Instructions for the task.
Please reproduce every line of the material below with no changes.

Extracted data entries
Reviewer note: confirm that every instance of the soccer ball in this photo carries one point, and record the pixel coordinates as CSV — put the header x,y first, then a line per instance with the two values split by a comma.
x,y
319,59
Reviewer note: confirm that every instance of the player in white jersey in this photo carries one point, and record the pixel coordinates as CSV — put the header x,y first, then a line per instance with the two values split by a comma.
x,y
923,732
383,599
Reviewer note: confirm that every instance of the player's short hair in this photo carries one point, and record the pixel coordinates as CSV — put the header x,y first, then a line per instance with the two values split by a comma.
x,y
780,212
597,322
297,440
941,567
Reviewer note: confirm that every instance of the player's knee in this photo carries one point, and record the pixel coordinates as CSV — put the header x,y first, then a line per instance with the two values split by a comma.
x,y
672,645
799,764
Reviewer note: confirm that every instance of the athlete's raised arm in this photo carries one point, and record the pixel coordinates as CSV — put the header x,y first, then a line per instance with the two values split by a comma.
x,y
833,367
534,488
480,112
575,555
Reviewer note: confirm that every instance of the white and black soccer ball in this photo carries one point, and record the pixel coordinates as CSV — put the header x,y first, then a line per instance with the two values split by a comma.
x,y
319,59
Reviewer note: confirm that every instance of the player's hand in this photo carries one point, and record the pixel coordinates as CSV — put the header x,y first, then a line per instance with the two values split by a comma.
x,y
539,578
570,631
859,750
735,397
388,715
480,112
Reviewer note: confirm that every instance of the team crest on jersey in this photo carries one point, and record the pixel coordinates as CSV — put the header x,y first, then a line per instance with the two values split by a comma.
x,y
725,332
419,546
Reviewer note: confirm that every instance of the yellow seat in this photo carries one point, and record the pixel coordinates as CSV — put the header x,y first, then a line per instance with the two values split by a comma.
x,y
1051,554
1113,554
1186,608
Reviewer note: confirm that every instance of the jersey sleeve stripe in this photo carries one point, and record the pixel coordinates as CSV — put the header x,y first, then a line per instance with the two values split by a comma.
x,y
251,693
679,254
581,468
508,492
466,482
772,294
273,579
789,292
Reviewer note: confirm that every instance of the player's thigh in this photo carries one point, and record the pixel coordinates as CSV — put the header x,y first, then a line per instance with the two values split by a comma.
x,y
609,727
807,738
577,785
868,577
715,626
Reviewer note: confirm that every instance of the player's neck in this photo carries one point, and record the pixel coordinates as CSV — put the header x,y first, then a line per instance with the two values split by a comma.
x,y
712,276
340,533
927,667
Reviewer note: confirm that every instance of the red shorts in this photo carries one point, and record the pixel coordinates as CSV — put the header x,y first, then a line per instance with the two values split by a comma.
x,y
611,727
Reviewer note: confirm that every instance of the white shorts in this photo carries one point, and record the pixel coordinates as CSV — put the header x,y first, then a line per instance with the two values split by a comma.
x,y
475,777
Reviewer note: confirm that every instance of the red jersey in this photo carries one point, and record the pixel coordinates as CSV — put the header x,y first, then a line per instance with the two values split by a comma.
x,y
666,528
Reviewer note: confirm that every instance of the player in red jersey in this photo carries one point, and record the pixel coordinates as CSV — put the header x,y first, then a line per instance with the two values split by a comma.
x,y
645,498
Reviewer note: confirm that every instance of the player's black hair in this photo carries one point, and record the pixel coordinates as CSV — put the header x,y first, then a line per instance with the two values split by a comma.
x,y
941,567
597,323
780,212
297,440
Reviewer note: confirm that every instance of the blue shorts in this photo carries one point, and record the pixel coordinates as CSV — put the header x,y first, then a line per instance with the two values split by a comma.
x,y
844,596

Response to the task.
Reviewer note: confirm that every instance of the soccer ball in this photo carries one point, and record the pixel coordinates as CSV — put the header x,y first, then a line per instance with the two values split by a comma.
x,y
319,59
Reviewer note: confirm that every instance of the player in white jersey in this photo carries one point, and record the pixel coordinates as CSV — put the header x,y first, then a line per instance with the two values split by a comma.
x,y
923,732
383,599
Reviewer note: confirm that every instance of the player's short hair in this photo carries one point, and record the pixel coordinates as CSV — put the header x,y first, then a line per instance with the two values split by a comma.
x,y
780,212
597,322
297,440
941,567
Reviewer note: confirm that every instance of the player's knee in this photo carries one point, and record the pixel coordinates as CSV — put the header x,y first, then a line per instance with the two values split by a comma.
x,y
672,645
799,764
Reviewer note: confirm that every instance of the athlete's raised arm in this photo carries one point, and record the pixel coordinates as CSV — put the header x,y first, then a line per instance with the two values split by a comma.
x,y
833,367
534,488
480,112
575,555
Reviewer note: confirm that every instance of the white and black soccer ball in this photo carries one point, and record the pixel coordinates as CSV — put the header x,y first, then a line per instance with the two values split by a comma.
x,y
319,59
Reviewer note: confirm that every instance of the player's hand in this photo carries one point, and record the pixel coordinates as CSV — put the header x,y first, then a line per instance with the two values split by a comma.
x,y
539,578
570,631
859,750
735,397
388,715
480,112
Reviewer note: confirm that every instance of the team crest on jersey in this photo carries one point, and record the pixel coordinates as CSV — put the header x,y first, then a line per instance with the two values split by a comma.
x,y
725,332
419,546
Reviewer note: confirm that every instance of the yellow seat in this photo carries one point, and record the pixel coordinates as CSV — put the header x,y first, then a line per instance with the two values split by a comma.
x,y
1051,554
1113,554
1186,608
Reviewer note: confirm that every instance of the jersey sleeve stripe in this photo carries one point, and record the pixel coordinates as CSV — put the header x,y first, then a line per instance with the two values split by a comma.
x,y
251,693
679,254
581,468
508,492
466,482
772,294
273,579
789,292
Reviewer note: confirm that every instance of the player's thigh in this photo carries one point, and record the pixel coordinates as CSV — put the header x,y first, then a line per instance with the two values split by a comma.
x,y
609,727
807,738
577,785
868,577
715,626
Reviewer note: confirm that every instance of the player's neck in this photo carries one point, and record the pixel coordinates as CSV — put the header x,y first, then a line per instance with the two values split by a comma.
x,y
712,276
340,533
927,667
Reviewer note: confirm that every instance of the red shorts in this photo carries one point, and record the pixel coordinates as CSV — put the header x,y first, then a line per instance with the two values split by a comma.
x,y
611,727
Reviewer note: confirm that every instance of the white shorts in this photo carries one point, and record the pixel coordinates as CSV — put the header x,y first, then a line per instance with the two values split by a comma.
x,y
475,777
Reviewer note: confirm that every instance of the red jersey in this photo carries one point, and record the pixel coordinates as CSV — put the header x,y first, then a line per instance with the two values split by a comma.
x,y
666,528
Reviewer note: confirm that every instance of the player in red jersey in this photo carries one point, and record the pixel coordinates as CSV — put the header x,y first, then a line per instance with the two values split by a comma.
x,y
645,498
Reviewer note: confirm that every instance of the player's black hair in this photo carries one point, and record the pixel coordinates as CSV — put the header x,y first, then a line per instance with the two values split by a comma.
x,y
941,567
597,323
780,212
297,440
Reviewer note: confirm that every instance of the blue shorts in this photo carries one point, and record the pixel coordinates as CSV — put the header x,y first, then a line per instance with the two values split by a comma.
x,y
844,596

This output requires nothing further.